■ **DATA SHOWN**:
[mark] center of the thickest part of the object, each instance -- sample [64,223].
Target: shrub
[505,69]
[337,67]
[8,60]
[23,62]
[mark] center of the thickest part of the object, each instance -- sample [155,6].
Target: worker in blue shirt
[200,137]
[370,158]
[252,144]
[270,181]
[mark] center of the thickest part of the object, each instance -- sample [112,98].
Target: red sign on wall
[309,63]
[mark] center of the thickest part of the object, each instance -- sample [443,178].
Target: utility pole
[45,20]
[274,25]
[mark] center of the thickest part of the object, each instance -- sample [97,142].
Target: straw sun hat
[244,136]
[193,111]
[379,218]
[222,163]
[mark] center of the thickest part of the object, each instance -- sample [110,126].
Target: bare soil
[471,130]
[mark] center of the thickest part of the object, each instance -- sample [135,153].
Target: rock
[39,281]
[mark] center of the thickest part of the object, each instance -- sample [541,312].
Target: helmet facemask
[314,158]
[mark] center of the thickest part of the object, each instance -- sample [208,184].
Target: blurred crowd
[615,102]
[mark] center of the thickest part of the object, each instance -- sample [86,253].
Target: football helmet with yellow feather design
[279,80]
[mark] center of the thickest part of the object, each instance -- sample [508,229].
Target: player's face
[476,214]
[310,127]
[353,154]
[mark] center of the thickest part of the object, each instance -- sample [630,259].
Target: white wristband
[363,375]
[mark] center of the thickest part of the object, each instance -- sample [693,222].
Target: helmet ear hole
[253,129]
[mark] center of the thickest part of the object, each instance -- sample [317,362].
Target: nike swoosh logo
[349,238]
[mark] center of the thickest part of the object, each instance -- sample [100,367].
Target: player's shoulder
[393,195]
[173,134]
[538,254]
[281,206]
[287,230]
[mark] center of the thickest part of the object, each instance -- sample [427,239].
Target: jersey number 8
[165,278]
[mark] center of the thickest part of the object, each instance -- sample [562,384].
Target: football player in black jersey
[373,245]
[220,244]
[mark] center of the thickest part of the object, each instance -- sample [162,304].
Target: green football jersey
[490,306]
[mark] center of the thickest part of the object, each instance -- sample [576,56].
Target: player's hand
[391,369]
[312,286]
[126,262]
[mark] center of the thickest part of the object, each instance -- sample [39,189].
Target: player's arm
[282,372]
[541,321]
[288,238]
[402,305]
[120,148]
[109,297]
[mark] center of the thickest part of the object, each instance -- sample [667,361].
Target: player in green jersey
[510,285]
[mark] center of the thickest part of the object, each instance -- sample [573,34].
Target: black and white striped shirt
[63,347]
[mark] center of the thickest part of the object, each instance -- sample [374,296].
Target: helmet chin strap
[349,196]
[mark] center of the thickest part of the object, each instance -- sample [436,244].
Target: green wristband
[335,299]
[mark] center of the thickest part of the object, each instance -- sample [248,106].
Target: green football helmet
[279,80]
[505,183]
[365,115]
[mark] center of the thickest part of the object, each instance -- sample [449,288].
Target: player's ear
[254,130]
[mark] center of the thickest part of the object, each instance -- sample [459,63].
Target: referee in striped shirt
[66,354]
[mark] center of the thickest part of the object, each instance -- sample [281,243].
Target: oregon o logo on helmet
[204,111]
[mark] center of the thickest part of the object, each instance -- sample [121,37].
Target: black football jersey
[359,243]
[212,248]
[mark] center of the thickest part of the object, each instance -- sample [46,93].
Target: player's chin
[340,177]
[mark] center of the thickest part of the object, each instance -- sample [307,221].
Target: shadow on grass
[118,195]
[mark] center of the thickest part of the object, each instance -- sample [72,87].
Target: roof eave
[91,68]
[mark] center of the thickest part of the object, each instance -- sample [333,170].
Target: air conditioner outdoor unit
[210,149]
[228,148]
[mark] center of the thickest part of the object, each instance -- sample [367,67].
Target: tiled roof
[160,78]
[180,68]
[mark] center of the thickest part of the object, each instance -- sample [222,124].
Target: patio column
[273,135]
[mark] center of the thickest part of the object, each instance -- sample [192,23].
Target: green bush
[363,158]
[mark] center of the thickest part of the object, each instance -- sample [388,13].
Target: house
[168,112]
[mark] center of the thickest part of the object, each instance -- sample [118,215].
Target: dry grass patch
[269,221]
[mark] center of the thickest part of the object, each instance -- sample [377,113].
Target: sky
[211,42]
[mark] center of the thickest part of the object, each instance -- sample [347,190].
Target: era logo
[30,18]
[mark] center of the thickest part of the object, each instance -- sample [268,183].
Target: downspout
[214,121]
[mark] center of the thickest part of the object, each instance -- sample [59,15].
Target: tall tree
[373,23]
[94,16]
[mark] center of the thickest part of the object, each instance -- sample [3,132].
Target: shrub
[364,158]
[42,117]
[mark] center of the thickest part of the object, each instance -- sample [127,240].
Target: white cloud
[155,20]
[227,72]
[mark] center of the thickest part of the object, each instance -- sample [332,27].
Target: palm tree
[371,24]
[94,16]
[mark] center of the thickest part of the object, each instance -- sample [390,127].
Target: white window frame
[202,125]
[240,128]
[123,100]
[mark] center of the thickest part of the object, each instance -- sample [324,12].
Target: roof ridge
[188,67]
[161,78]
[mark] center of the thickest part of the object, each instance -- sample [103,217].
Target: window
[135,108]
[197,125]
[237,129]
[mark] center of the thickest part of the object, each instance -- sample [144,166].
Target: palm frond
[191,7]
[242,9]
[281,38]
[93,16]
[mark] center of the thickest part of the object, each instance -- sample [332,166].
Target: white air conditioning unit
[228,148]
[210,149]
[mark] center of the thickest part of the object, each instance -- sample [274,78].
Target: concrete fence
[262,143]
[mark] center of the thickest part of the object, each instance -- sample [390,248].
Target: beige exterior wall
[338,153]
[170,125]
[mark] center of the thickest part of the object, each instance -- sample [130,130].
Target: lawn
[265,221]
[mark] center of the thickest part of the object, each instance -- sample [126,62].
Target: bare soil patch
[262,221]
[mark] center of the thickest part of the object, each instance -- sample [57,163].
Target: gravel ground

■ **THE PROBLEM**: Everything in the listing above should be printed again exactly.

■ **REPLY TO THE TASK**:
[mark] center of the thickest part of the object, each instance -- sample [64,223].
Target: shrub
[505,69]
[337,67]
[8,60]
[23,62]
[mark] center of the thickest part of the object, each instance -- sample [155,6].
Target: worker in blue shirt
[200,137]
[370,158]
[252,144]
[270,181]
[mark] center of the thickest part of the object, each instance -- sample [112,98].
Target: red sign on wall
[309,63]
[mark] center of the thickest part of the object, each instance -- sample [443,178].
Target: utility pole
[45,20]
[274,25]
[mark] center of the thickest part of the object, each instance -- sample [97,142].
Target: straw sun hat
[244,136]
[193,111]
[379,218]
[222,163]
[mark] center of the thickest part of the object, each instance -- sample [110,126].
Target: bare soil
[471,130]
[mark] center of the thickest part of the object, each instance -- sample [135,153].
Target: rock
[39,281]
[mark] center of the thickest part of the object, each instance -- sample [541,312].
Target: helmet facemask
[314,158]
[mark] center of the thickest part of the object, each instance -- sample [208,184].
Target: blurred crowd
[615,102]
[mark] center of the thickest part of the object, each instance -- sample [86,253].
Target: football helmet with yellow feather design
[279,80]
[mark] center of the thickest part of the object, each instance -- sample [508,229].
Target: player's face
[476,214]
[310,127]
[353,154]
[mark] center of the thickest part of the object, each instance -- sample [630,259].
Target: white wristband
[363,375]
[mark] center of the thickest part of the object, each instance -- sample [693,222].
Target: helmet ear hole
[253,129]
[mark] center of the thickest part of the object, each instance -- sample [317,362].
Target: nike swoosh logo
[349,238]
[mark] center of the thickest part of the object, each instance -- sample [100,367].
Target: player's shoulder
[393,195]
[173,134]
[538,254]
[281,206]
[287,230]
[mark] center of the thickest part of the object, each instance -- sample [427,239].
Target: jersey number 8
[165,278]
[mark] center of the thickest part of the object, each instance -- sample [562,384].
Target: football player in black jersey
[373,245]
[220,244]
[mark] center of the thickest part of the object, each instance -- sample [162,304].
Target: green football jersey
[490,306]
[mark] center of the thickest part of the object, each instance -- sample [576,56].
Target: player's hand
[391,369]
[312,286]
[126,262]
[mark] center of the thickest part of the object, each instance -- sample [39,189].
Target: player's arm
[282,372]
[541,321]
[288,238]
[402,305]
[120,148]
[109,297]
[mark] center of the thickest part of the object, each instance -- sample [667,361].
Target: player in green jersey
[510,285]
[mark] center of the thickest part of the object, each instance -- sample [573,34].
Target: black and white striped shirt
[63,347]
[mark] center of the thickest part of the object, each instance -- sample [374,296].
Target: helmet chin strap
[349,196]
[mark] center of the thickest part of the object, each instance -- sample [436,244].
Target: green wristband
[335,299]
[mark] center of the thickest part of the object, each instance -- sample [248,106].
Target: green football helmet
[279,80]
[505,183]
[365,115]
[mark] center of the thickest part of the object, each instance -- sample [449,288].
Target: player's ear
[254,130]
[mark] center of the thickest part of the object, each instance -- sample [459,63].
Target: referee in striped shirt
[66,354]
[mark] center of the thickest part of the object, each instance -- sample [281,243].
Target: oregon o logo on helmet
[204,111]
[mark] center of the thickest part of the object, each instance -- sample [121,37].
Target: black football jersey
[359,243]
[212,248]
[mark] center of the thickest part of the object, each instance -- sample [46,93].
Target: player's chin
[340,177]
[mark] center of the thickest part of the object, each instance -- sample [307,221].
Target: shadow on grass
[118,195]
[mark] center of the thickest part of the object, each instance -- sample [72,87].
Target: roof eave
[91,68]
[mark] center of the thickest part of the object, each instance -- sample [333,170].
Target: air conditioner outdoor unit
[210,149]
[228,148]
[mark] center of the thickest part of the object, each instance -- sample [367,67].
Target: tiled roof
[160,78]
[180,68]
[mark] center of the thickest part of the object, each instance -- sample [222,124].
Target: patio column
[273,135]
[mark] center of the thickest part of the object, each instance -- sample [192,23].
Target: green bush
[363,158]
[mark] center of the thickest part of the object, each instance -- sample [388,13].
Target: house
[168,112]
[mark] center of the thickest part of the object, each instance -- sample [118,215].
Target: dry grass patch
[269,221]
[mark] center of the thickest part of the object, each instance -- sample [377,113].
Target: sky
[211,42]
[mark] center of the thickest part of the object, each instance -- sample [347,190].
Target: era logo
[30,18]
[mark] center of the thickest part of the object, each instance -- sample [268,183].
Target: downspout
[214,121]
[mark] center of the thickest part of the object, each instance -- sample [59,15].
Target: tall tree
[373,23]
[94,16]
[mark] center of the thickest part of the object, each instance -- sample [3,132].
Target: shrub
[364,158]
[42,117]
[mark] center of the thickest part of the object, each instance -- sample [127,240].
Target: white cloud
[155,20]
[227,72]
[mark] center of the thickest part of the object, each instance -- sample [332,27].
Target: palm tree
[371,24]
[94,16]
[mark] center of the thickest part of the object, each instance -- sample [390,127].
Target: white window frame
[202,125]
[240,128]
[123,100]
[mark] center of the thickest part of the object, each instance -- sample [324,12].
Target: roof ridge
[188,67]
[161,78]
[mark] center of the thickest part of the object, each instance -- sample [103,217].
Target: window
[135,108]
[197,125]
[237,129]
[mark] center of the thickest part of the object, each instance -- sample [144,166].
Target: palm frond
[191,7]
[242,9]
[281,38]
[93,16]
[mark] center of the thickest part of the object, each instance -- sample [332,166].
Target: white air conditioning unit
[228,148]
[210,149]
[mark] center of the thickest part of the object, each instance -- sample [274,78].
Target: concrete fence
[262,143]
[mark] center of the thickest part of the object, each instance -- sample [390,248].
Target: beige exterior wall
[338,153]
[170,125]
[mark] center of the thickest part of the object, each instance -- sample [130,130].
Target: lawn
[265,221]
[mark] center of the thickest part of the object, each instance -- sample [126,62].
Target: bare soil patch
[262,221]
[mark] center of the thickest part of the object, each instance -- sample [57,163].
Target: gravel ground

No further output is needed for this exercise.